*Your instructions:* The span to be transcribed begins with the line that contains "box: [749, 221, 800, 385]" and ends with the last line of the listing; copy it exactly and include nothing else.
Material shown START
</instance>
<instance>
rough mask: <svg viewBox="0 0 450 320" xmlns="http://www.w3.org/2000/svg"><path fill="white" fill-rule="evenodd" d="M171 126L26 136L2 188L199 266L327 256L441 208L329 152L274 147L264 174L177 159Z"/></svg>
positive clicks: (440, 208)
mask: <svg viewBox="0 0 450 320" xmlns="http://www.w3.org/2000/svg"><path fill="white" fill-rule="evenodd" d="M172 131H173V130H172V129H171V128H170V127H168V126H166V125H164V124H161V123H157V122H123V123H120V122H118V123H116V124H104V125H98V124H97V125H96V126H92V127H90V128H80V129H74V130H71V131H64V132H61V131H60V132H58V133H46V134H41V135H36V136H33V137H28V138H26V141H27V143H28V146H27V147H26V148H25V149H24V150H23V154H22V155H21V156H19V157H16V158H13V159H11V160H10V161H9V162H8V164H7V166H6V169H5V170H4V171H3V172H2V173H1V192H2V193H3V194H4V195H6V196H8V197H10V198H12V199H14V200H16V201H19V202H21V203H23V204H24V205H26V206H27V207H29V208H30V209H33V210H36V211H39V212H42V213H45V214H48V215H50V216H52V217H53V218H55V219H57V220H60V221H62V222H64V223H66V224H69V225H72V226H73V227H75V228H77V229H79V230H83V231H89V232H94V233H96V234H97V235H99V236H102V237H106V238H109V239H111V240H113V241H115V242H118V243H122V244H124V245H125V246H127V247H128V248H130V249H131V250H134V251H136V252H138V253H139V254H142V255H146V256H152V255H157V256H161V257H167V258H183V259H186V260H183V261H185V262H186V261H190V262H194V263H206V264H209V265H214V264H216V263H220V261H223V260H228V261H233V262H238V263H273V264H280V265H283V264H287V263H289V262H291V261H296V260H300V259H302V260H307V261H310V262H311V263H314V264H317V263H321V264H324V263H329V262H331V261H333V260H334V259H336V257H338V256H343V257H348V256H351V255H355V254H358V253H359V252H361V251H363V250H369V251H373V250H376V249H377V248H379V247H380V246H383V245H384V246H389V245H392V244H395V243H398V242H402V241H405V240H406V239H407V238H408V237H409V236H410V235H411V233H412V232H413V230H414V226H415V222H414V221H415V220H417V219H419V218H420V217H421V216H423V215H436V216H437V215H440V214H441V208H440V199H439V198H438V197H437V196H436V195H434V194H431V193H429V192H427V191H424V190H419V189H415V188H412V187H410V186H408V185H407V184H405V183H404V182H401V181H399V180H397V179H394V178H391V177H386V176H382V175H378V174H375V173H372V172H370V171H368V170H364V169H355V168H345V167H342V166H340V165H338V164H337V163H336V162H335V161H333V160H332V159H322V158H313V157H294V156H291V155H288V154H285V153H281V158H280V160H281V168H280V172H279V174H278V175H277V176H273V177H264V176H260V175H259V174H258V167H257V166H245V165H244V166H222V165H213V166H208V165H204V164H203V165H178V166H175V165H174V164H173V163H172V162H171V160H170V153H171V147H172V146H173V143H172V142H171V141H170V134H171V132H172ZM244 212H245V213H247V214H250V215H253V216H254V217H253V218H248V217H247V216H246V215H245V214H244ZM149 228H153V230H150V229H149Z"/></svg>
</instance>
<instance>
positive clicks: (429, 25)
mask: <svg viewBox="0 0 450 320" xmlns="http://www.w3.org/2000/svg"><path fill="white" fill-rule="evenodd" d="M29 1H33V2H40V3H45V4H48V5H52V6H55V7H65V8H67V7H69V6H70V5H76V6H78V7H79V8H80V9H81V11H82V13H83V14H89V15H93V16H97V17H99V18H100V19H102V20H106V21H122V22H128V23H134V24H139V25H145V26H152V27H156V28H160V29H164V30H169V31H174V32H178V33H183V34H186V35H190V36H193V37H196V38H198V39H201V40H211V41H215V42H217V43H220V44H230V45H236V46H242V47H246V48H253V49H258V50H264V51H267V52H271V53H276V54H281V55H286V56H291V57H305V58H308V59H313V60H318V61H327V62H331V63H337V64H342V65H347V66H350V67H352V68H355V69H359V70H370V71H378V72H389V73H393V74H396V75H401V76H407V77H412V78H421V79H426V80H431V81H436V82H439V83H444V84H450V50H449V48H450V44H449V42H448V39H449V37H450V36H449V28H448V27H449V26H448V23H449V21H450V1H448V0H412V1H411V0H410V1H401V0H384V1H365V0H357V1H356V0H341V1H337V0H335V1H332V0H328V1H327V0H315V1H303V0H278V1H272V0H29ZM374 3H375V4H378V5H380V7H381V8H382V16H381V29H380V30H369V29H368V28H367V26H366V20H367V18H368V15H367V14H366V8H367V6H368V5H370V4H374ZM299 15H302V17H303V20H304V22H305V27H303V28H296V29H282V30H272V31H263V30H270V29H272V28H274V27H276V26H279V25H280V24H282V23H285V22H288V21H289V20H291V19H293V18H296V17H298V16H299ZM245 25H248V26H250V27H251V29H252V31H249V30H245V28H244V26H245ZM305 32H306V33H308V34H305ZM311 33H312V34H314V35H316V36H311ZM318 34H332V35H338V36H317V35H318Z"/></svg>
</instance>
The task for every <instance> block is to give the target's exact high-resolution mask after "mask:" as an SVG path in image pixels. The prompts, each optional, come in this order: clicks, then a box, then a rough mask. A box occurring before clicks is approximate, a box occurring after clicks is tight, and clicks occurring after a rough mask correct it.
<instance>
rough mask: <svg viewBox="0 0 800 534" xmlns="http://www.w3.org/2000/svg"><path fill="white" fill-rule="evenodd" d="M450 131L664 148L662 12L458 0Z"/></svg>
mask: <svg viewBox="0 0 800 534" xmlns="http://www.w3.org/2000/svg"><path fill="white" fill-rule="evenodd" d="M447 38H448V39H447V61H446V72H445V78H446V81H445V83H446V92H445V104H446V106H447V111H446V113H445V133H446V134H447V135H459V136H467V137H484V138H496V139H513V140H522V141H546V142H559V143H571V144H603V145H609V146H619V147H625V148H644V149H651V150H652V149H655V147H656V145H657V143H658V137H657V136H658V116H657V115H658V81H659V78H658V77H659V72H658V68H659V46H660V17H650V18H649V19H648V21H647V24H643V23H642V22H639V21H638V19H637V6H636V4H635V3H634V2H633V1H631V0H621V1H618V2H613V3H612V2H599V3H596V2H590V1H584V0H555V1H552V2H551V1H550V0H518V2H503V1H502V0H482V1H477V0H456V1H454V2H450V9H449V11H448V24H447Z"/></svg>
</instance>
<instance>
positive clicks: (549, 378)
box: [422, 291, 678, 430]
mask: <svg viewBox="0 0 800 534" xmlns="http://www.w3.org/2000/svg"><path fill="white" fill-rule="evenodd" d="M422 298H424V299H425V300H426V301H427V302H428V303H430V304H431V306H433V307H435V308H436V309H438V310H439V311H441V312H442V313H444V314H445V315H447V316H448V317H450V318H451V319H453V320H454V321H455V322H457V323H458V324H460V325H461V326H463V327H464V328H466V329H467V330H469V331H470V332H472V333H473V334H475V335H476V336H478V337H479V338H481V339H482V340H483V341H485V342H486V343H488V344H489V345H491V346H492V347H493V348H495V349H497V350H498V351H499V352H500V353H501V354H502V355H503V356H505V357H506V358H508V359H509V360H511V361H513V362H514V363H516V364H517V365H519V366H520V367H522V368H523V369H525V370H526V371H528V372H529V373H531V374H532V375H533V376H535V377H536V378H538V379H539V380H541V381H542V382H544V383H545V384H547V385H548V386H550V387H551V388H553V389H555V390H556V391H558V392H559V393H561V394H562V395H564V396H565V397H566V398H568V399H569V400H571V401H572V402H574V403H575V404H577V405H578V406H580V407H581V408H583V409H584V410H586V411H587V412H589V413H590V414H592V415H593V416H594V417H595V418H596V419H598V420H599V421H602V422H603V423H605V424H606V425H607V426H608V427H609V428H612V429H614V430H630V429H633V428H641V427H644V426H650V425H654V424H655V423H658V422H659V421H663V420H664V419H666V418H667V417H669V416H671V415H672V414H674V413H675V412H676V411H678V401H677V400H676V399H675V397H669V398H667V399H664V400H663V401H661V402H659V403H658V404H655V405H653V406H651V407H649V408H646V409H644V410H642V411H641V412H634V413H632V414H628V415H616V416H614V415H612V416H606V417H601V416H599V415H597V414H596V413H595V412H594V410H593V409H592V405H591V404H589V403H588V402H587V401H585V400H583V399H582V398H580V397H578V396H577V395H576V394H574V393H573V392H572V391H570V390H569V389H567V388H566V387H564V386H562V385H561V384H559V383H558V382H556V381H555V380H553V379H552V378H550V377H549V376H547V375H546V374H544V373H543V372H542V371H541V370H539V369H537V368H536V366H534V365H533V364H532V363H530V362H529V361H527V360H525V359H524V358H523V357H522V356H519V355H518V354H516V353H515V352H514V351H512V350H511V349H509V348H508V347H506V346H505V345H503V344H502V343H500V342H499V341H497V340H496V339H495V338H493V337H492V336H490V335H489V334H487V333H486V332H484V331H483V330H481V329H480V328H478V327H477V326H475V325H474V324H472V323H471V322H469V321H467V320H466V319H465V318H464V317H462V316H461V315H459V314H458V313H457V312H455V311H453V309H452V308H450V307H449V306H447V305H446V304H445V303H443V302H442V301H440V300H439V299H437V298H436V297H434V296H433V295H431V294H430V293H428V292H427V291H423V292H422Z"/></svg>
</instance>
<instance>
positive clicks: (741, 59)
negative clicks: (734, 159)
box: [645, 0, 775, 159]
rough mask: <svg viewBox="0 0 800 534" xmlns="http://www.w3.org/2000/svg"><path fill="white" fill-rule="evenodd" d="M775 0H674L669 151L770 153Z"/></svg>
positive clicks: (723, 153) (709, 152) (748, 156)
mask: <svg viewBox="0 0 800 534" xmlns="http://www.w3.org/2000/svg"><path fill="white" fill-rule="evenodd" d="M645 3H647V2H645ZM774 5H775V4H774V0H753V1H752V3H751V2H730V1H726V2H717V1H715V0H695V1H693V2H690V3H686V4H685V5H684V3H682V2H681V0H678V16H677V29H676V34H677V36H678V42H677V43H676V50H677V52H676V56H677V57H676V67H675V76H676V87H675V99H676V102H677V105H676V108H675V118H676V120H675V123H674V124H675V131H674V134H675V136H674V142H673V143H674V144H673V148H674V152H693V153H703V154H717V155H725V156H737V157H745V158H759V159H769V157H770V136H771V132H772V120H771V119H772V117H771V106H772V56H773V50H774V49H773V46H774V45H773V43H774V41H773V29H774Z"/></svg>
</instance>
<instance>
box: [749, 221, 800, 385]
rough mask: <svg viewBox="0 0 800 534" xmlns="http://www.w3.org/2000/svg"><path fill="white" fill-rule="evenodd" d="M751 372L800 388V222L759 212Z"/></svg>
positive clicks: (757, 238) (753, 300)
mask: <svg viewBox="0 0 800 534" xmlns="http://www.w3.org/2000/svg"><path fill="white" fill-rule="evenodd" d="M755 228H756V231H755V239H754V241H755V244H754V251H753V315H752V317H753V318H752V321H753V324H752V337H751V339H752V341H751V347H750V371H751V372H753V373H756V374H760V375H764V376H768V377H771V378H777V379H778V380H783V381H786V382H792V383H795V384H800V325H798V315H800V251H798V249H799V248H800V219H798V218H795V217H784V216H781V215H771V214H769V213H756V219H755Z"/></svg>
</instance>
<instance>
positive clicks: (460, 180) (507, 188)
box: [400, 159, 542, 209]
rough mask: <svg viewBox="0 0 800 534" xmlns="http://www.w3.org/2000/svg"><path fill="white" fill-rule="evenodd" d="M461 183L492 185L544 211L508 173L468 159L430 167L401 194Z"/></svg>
Material shown END
*Response area:*
box: [749, 221, 800, 385]
rough mask: <svg viewBox="0 0 800 534" xmlns="http://www.w3.org/2000/svg"><path fill="white" fill-rule="evenodd" d="M751 372L800 388V222L759 212Z"/></svg>
positive clicks: (757, 238) (753, 300)
mask: <svg viewBox="0 0 800 534" xmlns="http://www.w3.org/2000/svg"><path fill="white" fill-rule="evenodd" d="M755 228H756V231H755V239H754V241H755V244H754V251H753V315H752V317H753V318H752V321H753V324H752V337H751V339H752V341H751V347H750V371H751V372H753V373H756V374H760V375H764V376H768V377H771V378H777V379H778V380H783V381H786V382H792V383H795V384H800V325H798V315H800V251H798V249H799V248H800V219H798V218H795V217H784V216H781V215H771V214H769V213H756V219H755Z"/></svg>
</instance>
<instance>
positive clicks: (460, 180) (507, 188)
box: [400, 159, 542, 209]
rough mask: <svg viewBox="0 0 800 534" xmlns="http://www.w3.org/2000/svg"><path fill="white" fill-rule="evenodd" d="M461 183L492 185L544 211L508 173L468 159L430 167L401 194Z"/></svg>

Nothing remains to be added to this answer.